EXERCISE DESCRIPTION: Rewrite everything in the listing from the line containing "Label: white wall" down to the end, keeping the requests, and rescale every bounding-box coordinate in the answers by 0.9, rounding to whole numbers with halves going up. Keep the numbers in the requests and their format samples unchanged, and give only these lines.
---- AVAILABLE RECORDS
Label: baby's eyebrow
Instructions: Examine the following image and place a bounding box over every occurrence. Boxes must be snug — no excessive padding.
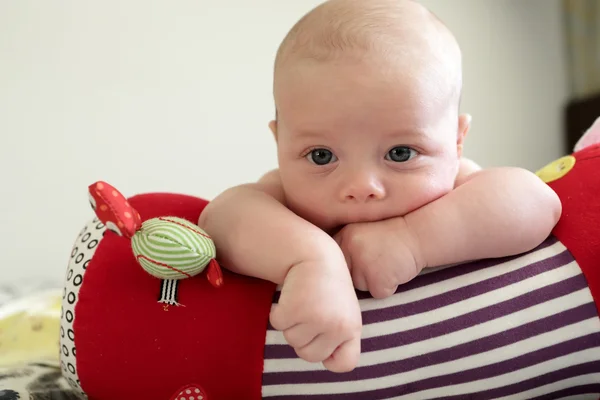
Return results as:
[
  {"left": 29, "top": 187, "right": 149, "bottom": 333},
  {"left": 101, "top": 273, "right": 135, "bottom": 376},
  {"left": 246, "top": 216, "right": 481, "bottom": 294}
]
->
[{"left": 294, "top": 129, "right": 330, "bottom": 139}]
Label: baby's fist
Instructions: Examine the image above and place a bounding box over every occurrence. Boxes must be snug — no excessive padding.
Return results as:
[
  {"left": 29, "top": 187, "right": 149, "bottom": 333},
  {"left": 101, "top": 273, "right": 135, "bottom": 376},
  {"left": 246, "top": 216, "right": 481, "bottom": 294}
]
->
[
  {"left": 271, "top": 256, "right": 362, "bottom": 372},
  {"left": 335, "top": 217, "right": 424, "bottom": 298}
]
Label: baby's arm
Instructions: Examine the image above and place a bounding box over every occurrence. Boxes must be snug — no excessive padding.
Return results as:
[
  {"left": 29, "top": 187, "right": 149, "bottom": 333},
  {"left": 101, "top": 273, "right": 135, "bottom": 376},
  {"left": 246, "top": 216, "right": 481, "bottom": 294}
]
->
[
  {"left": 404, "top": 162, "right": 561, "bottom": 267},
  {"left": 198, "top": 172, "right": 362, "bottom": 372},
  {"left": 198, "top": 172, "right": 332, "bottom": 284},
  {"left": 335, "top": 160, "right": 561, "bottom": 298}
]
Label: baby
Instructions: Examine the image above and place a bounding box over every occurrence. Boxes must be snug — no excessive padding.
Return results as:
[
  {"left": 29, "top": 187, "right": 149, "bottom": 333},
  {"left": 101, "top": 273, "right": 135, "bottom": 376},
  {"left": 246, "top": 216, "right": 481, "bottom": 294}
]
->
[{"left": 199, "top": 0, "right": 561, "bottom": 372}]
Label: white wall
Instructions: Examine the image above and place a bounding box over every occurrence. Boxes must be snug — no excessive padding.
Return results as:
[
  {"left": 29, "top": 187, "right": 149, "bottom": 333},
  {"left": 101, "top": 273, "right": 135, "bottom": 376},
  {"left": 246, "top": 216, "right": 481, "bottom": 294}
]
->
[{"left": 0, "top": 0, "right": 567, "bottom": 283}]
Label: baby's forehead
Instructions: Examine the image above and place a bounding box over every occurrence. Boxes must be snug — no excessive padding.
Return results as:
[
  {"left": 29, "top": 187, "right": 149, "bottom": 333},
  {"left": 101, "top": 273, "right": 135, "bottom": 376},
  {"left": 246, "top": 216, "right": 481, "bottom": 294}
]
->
--------
SOLUTION:
Label: white wall
Instructions: Examine the image above and place a bounding box over every occurrence. Boxes must be snug — no excessive padding.
Return results as:
[
  {"left": 29, "top": 187, "right": 149, "bottom": 333},
  {"left": 101, "top": 273, "right": 135, "bottom": 376},
  {"left": 246, "top": 216, "right": 481, "bottom": 294}
]
->
[{"left": 0, "top": 0, "right": 510, "bottom": 255}]
Label: baby's forehead
Instructions: Examine the image above and place a bounding box over every occurrence. Boxes must be snug — no excessive padding.
Return results as:
[
  {"left": 29, "top": 187, "right": 149, "bottom": 333},
  {"left": 101, "top": 273, "right": 135, "bottom": 376},
  {"left": 246, "top": 216, "right": 481, "bottom": 294}
]
->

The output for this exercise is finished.